- Extracted entries
►

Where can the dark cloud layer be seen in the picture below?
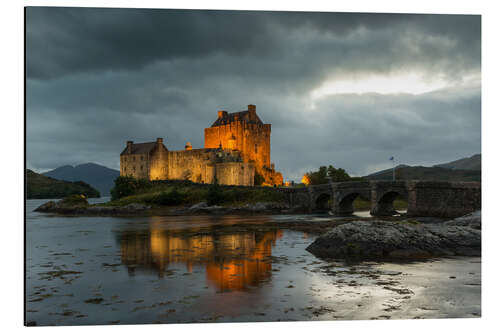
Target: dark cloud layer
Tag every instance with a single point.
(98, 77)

◄
►

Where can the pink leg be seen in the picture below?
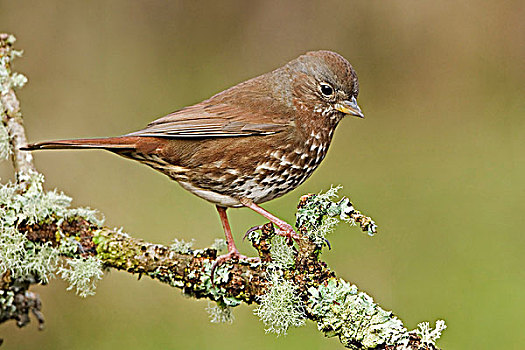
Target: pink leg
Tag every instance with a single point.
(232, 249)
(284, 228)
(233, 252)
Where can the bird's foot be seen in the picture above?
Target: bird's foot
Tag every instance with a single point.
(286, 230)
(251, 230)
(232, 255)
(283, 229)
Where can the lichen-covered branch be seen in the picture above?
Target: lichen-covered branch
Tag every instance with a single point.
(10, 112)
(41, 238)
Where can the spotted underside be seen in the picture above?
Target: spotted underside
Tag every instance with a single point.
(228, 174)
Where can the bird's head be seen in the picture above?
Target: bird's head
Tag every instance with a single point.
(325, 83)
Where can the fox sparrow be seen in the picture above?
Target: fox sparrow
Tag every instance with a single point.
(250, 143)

◄
►

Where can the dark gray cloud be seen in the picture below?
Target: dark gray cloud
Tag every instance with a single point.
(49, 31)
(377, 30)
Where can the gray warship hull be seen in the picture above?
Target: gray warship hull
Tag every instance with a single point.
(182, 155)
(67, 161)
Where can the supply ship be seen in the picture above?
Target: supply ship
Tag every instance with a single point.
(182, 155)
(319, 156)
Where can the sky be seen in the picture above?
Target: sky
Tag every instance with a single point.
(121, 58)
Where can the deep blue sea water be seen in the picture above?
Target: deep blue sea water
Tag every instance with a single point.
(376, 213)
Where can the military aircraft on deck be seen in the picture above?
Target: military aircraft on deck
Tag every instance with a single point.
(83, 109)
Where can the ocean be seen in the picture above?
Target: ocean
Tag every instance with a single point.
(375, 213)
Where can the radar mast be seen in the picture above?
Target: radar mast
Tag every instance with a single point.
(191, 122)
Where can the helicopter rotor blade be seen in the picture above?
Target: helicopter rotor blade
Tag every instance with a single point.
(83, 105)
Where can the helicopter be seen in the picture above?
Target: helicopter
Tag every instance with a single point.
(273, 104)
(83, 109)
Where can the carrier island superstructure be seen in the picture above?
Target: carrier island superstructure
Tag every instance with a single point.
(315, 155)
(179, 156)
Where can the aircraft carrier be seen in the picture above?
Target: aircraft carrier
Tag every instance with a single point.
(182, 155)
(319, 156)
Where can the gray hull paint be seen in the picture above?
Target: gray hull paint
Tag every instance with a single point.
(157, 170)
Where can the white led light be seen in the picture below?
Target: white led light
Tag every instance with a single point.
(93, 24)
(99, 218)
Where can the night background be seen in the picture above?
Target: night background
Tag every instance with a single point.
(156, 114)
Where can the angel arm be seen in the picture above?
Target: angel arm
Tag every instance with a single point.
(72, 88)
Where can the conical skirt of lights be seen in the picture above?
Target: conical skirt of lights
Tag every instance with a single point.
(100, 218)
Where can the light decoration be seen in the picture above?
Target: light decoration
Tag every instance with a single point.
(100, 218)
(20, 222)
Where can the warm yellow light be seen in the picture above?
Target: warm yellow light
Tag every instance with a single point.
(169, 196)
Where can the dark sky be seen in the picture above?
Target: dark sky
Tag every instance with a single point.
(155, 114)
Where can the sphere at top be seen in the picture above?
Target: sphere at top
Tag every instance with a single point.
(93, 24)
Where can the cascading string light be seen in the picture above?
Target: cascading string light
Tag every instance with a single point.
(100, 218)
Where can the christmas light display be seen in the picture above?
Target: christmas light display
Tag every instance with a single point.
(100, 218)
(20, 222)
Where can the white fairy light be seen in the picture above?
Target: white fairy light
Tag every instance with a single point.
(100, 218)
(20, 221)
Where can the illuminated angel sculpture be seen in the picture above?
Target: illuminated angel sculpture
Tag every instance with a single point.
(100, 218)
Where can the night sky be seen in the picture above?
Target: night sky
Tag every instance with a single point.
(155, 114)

◄

- What this task involves
From the listing above, copy each line that contains the word "dark", matching case exactly.

- Solution to this exercise
Where can the dark cloud layer be seen in the picture below?
Target: dark cloud layer
Where can the dark gray cloud be seen in the picture below?
Target: dark gray cloud
Where can the dark sky be seen in the picture above?
Target: dark sky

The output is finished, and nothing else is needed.